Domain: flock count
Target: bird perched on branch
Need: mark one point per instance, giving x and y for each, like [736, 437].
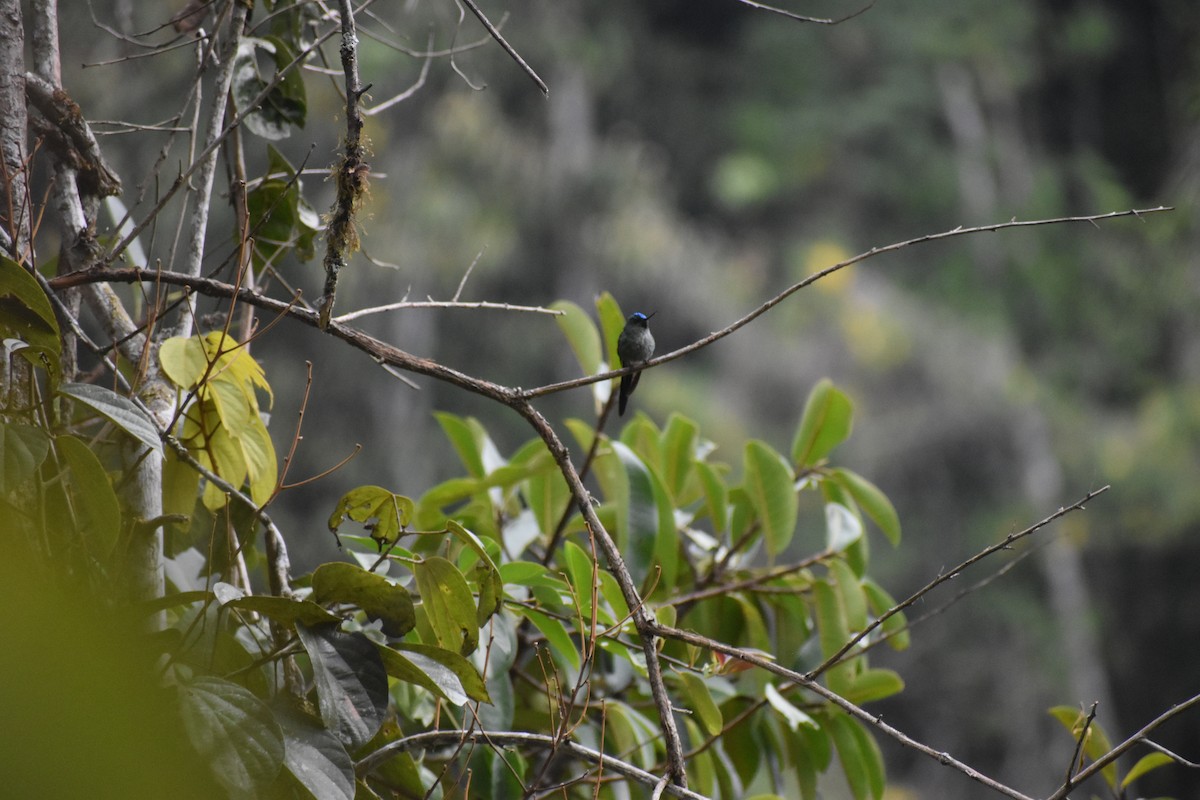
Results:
[635, 346]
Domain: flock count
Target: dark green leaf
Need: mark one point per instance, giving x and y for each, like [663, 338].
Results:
[678, 452]
[22, 451]
[96, 509]
[429, 657]
[339, 582]
[448, 605]
[768, 483]
[352, 684]
[234, 732]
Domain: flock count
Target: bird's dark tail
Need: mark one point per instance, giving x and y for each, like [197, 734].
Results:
[628, 384]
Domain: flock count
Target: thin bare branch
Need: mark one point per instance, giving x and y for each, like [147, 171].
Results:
[517, 739]
[508, 48]
[550, 389]
[817, 20]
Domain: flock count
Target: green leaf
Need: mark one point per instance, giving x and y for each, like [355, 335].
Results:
[768, 483]
[426, 656]
[1096, 743]
[119, 410]
[825, 425]
[316, 758]
[96, 507]
[580, 571]
[385, 513]
[424, 672]
[22, 451]
[678, 452]
[873, 501]
[557, 637]
[793, 716]
[448, 605]
[875, 685]
[833, 633]
[717, 495]
[859, 756]
[25, 312]
[582, 335]
[1146, 763]
[843, 527]
[649, 522]
[352, 684]
[491, 587]
[234, 732]
[285, 106]
[850, 594]
[702, 704]
[339, 582]
[462, 437]
[283, 609]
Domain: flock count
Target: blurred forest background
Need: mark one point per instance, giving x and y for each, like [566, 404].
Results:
[694, 157]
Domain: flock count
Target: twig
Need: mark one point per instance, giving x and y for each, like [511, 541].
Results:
[550, 389]
[840, 702]
[349, 175]
[1116, 752]
[1079, 743]
[802, 18]
[948, 576]
[516, 739]
[444, 304]
[508, 48]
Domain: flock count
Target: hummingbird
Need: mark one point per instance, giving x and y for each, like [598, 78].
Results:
[635, 346]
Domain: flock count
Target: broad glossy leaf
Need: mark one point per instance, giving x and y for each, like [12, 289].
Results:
[875, 685]
[384, 512]
[678, 452]
[96, 510]
[352, 684]
[25, 311]
[1146, 763]
[701, 702]
[833, 632]
[649, 522]
[825, 425]
[339, 582]
[768, 485]
[850, 594]
[717, 495]
[448, 605]
[234, 732]
[316, 758]
[461, 435]
[871, 500]
[441, 663]
[793, 716]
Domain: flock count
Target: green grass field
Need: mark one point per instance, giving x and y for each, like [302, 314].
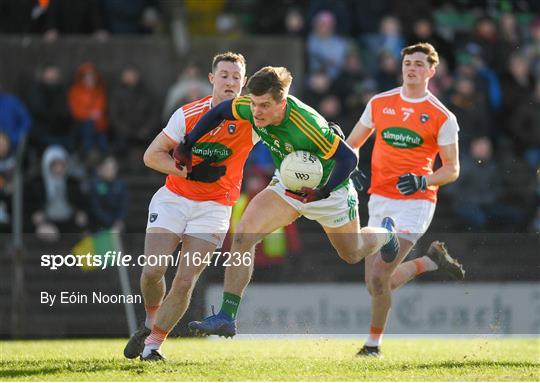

==============================

Enumera todas las líneas del material anterior en las que aparece la palabra "leaf", copiando cada una completa.

> [La respuesta]
Target: dark green leaf
Target: green leaf
Target: broad glossy leaf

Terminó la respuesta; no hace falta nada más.